» **DATASET EXCERPTS**
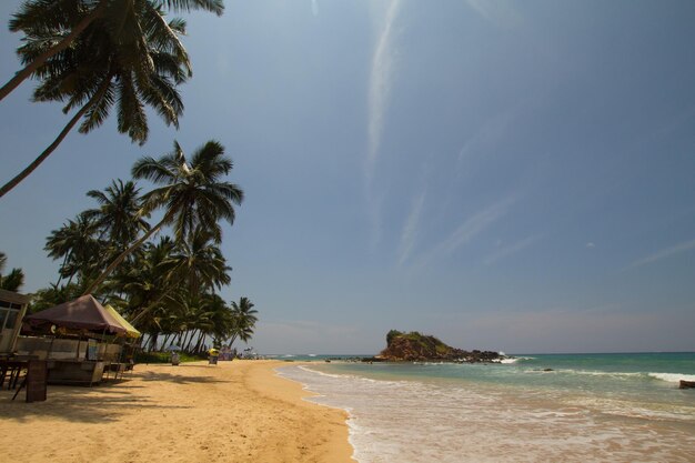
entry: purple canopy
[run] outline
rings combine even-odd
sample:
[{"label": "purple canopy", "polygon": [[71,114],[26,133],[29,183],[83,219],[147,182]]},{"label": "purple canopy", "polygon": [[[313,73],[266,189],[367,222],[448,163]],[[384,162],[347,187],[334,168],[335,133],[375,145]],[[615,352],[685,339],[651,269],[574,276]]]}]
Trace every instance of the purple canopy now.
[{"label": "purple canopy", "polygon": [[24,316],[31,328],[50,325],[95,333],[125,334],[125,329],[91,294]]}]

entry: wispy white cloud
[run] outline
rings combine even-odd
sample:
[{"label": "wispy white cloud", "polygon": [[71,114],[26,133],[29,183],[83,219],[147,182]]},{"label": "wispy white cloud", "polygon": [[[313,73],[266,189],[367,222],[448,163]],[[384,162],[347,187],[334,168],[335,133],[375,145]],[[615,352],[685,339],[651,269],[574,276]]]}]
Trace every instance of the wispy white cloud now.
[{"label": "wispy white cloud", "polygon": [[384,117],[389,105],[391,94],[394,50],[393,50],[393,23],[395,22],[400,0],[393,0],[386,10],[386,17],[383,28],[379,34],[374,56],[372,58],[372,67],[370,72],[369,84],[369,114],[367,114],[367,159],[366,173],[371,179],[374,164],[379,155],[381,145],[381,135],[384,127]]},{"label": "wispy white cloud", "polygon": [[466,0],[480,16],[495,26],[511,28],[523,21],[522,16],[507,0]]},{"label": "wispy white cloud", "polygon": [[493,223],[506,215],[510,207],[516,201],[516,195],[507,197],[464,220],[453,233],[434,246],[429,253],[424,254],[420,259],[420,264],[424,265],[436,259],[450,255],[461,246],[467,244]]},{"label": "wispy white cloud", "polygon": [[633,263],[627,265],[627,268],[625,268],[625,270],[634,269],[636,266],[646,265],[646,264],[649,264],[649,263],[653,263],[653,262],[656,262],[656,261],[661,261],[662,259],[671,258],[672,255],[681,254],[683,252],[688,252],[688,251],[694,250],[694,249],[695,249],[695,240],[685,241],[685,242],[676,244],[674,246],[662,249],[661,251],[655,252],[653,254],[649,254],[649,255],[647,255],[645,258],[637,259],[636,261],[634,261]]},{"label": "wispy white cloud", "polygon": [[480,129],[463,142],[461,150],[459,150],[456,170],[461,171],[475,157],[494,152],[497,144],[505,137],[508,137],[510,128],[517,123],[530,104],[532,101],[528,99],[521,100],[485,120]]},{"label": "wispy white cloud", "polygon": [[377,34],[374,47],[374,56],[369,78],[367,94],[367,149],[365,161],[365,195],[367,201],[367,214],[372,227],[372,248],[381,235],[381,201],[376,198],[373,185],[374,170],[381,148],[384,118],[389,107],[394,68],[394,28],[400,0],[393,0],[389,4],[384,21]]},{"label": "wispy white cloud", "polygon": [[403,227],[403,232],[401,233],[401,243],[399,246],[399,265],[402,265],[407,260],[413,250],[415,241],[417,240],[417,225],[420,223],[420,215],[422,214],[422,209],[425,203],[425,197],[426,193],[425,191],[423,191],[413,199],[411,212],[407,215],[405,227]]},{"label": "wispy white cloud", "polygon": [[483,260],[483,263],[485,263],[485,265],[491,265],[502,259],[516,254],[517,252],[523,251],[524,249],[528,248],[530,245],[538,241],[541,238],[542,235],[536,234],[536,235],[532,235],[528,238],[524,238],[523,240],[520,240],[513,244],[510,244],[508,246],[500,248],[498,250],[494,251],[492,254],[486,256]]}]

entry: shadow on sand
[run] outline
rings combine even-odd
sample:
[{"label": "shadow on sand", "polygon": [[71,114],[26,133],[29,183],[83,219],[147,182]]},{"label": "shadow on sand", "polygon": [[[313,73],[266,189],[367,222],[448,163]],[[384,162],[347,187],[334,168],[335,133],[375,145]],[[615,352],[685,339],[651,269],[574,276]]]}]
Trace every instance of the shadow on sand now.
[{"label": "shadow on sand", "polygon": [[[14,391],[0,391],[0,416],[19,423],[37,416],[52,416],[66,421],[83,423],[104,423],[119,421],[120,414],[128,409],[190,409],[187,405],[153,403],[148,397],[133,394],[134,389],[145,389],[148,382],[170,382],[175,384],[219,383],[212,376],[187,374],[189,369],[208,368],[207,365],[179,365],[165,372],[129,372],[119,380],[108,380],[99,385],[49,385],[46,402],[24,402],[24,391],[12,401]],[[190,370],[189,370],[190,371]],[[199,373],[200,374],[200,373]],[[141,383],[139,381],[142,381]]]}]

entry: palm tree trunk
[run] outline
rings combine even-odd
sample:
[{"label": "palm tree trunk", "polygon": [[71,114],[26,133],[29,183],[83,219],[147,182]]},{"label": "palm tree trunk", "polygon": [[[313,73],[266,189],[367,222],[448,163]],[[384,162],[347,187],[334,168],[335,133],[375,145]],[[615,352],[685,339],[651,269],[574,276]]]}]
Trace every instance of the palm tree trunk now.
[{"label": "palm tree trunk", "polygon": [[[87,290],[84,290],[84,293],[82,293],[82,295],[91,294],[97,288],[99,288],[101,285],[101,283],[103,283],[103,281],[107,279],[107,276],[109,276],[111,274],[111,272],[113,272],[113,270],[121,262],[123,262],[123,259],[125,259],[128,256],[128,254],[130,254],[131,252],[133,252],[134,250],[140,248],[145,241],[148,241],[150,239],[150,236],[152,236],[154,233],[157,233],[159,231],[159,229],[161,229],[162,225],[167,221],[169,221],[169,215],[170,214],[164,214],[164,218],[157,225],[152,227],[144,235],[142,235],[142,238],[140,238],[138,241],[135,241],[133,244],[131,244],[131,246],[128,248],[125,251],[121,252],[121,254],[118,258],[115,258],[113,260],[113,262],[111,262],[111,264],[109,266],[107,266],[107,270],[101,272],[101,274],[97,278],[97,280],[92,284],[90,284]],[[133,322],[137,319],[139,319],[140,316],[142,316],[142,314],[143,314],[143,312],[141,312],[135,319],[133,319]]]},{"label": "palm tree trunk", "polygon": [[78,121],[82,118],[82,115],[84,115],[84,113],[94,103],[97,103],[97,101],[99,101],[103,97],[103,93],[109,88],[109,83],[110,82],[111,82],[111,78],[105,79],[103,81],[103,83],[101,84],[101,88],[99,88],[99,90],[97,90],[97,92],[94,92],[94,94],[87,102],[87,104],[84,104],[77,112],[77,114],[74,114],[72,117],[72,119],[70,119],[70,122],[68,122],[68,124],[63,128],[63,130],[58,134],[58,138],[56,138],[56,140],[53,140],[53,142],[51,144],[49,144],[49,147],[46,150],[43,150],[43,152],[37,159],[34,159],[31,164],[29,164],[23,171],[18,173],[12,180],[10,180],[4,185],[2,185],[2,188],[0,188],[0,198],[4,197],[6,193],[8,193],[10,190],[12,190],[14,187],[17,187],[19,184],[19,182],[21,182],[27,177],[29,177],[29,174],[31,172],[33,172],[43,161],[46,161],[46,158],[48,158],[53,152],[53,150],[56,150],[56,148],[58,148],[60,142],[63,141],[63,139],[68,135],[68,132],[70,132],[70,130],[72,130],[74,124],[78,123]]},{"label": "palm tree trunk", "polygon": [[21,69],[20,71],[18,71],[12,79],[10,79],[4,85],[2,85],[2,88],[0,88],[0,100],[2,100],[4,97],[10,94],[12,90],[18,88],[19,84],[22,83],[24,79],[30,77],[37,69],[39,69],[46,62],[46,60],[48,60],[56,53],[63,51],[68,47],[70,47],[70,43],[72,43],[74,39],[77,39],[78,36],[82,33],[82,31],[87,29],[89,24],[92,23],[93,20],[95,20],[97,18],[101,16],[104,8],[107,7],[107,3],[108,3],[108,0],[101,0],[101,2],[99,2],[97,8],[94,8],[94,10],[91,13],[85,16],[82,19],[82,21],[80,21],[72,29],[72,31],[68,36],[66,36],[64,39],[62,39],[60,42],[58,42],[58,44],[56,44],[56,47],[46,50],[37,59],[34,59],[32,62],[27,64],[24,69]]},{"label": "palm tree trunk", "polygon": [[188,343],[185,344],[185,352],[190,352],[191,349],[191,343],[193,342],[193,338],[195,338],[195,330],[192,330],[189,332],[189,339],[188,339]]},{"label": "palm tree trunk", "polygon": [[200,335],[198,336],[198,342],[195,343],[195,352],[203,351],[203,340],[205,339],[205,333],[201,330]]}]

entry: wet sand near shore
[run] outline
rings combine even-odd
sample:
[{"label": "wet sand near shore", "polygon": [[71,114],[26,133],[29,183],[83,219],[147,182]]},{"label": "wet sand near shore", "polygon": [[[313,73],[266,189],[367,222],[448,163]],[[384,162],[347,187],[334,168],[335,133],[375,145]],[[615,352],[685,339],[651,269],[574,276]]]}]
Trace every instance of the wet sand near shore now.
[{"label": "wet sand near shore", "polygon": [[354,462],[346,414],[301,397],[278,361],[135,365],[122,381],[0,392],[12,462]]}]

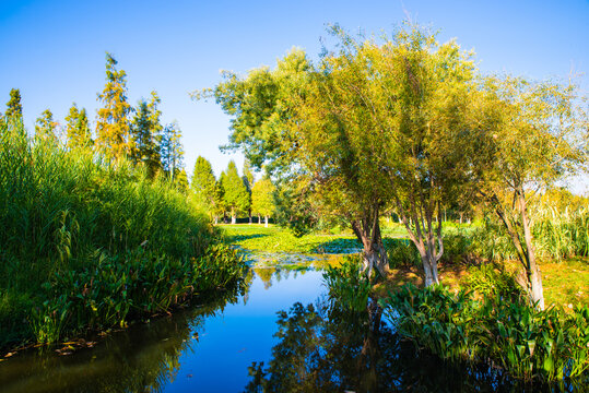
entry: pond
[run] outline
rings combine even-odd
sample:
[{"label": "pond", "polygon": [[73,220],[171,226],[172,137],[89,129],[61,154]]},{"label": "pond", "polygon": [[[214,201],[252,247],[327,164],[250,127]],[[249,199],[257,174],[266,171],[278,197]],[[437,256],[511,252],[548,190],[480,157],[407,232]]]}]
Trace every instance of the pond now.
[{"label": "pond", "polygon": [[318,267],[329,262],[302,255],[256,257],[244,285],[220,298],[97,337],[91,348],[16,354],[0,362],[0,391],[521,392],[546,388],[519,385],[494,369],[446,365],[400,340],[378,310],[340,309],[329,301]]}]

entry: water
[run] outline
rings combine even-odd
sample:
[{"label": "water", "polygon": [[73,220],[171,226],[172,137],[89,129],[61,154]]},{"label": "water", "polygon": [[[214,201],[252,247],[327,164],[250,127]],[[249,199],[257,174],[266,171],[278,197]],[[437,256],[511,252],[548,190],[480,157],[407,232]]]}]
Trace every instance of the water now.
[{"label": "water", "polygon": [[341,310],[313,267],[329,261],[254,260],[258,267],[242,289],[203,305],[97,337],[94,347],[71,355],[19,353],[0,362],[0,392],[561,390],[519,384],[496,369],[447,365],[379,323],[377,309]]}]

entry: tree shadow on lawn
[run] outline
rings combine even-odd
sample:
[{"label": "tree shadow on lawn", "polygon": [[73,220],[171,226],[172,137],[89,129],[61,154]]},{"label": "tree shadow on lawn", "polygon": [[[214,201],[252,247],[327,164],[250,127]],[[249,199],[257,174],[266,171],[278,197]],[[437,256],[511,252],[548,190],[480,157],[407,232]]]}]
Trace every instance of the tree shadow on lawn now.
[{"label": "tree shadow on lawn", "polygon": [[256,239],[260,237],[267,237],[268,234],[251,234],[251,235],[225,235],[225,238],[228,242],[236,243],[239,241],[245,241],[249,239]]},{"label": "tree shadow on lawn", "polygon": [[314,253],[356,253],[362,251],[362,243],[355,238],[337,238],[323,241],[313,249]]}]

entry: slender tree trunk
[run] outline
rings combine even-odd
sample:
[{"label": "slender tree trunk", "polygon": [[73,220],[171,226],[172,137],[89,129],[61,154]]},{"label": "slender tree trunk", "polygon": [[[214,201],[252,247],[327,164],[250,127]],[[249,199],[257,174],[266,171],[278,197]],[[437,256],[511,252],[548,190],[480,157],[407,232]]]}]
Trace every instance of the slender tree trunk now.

» **EXERCISE INSTRUCTIONS**
Repeat the part of the data above that opens with the line containing "entry: pond" and closes at the end of the data, reproducing each line verbatim.

» **EXERCISE RESULT**
entry: pond
[run] outline
rings combine even-odd
sample:
[{"label": "pond", "polygon": [[73,220],[171,226],[172,137],[89,129],[61,154]]},{"label": "pond", "polygon": [[[214,201],[252,247],[327,164],[250,127]],[[249,199],[257,174],[266,171],[278,197]],[[437,256],[511,252],[548,190],[480,157],[407,232]]]}]
Trace every instance of the pond now.
[{"label": "pond", "polygon": [[318,267],[329,262],[302,255],[256,257],[244,285],[220,298],[97,337],[91,348],[16,354],[0,362],[0,391],[521,392],[546,388],[519,385],[494,369],[446,365],[400,340],[378,310],[340,309],[329,301]]}]

entry: water
[run] outline
rings combine even-odd
sample:
[{"label": "water", "polygon": [[73,220],[171,226],[172,137],[89,129],[61,154]]},{"label": "water", "polygon": [[[214,201],[252,247],[327,164],[250,127]],[[249,199],[257,174],[266,171],[278,197]],[[437,256],[511,252],[548,190],[480,157],[407,232]]]}]
Trace every instance of the water now.
[{"label": "water", "polygon": [[341,310],[313,267],[329,261],[254,260],[258,267],[242,289],[203,305],[97,337],[94,347],[71,355],[19,353],[0,362],[0,392],[561,390],[519,384],[496,369],[447,365],[379,323],[377,309]]}]

entry: tree shadow on lawn
[run] outline
rings combine even-odd
sample:
[{"label": "tree shadow on lawn", "polygon": [[73,220],[171,226],[172,137],[89,129],[61,154]]},{"label": "tree shadow on lawn", "polygon": [[[214,201],[252,247],[327,164],[250,127]],[[249,199],[257,174],[266,171],[278,197]],[[437,256],[511,252],[548,190],[480,157],[407,232]]]}]
Trace every instance of the tree shadow on lawn now.
[{"label": "tree shadow on lawn", "polygon": [[256,239],[260,237],[267,237],[268,234],[251,234],[251,235],[225,235],[225,238],[228,242],[236,243],[239,241],[245,241],[249,239]]},{"label": "tree shadow on lawn", "polygon": [[314,253],[356,253],[362,251],[362,243],[355,238],[337,238],[323,241],[313,249]]}]

entry: slender tree trunk
[run] outline
rings combine even-odd
sample:
[{"label": "slender tree trunk", "polygon": [[73,220],[171,226],[172,137],[89,129],[61,154]]},{"label": "slender tree trunk", "polygon": [[[214,201],[252,247],[327,164],[250,127]],[[249,199],[257,174],[266,171],[278,197]],[[437,256],[511,252],[548,190],[480,157],[407,232]]]}]
Trace every instance of the slender tree trunk now.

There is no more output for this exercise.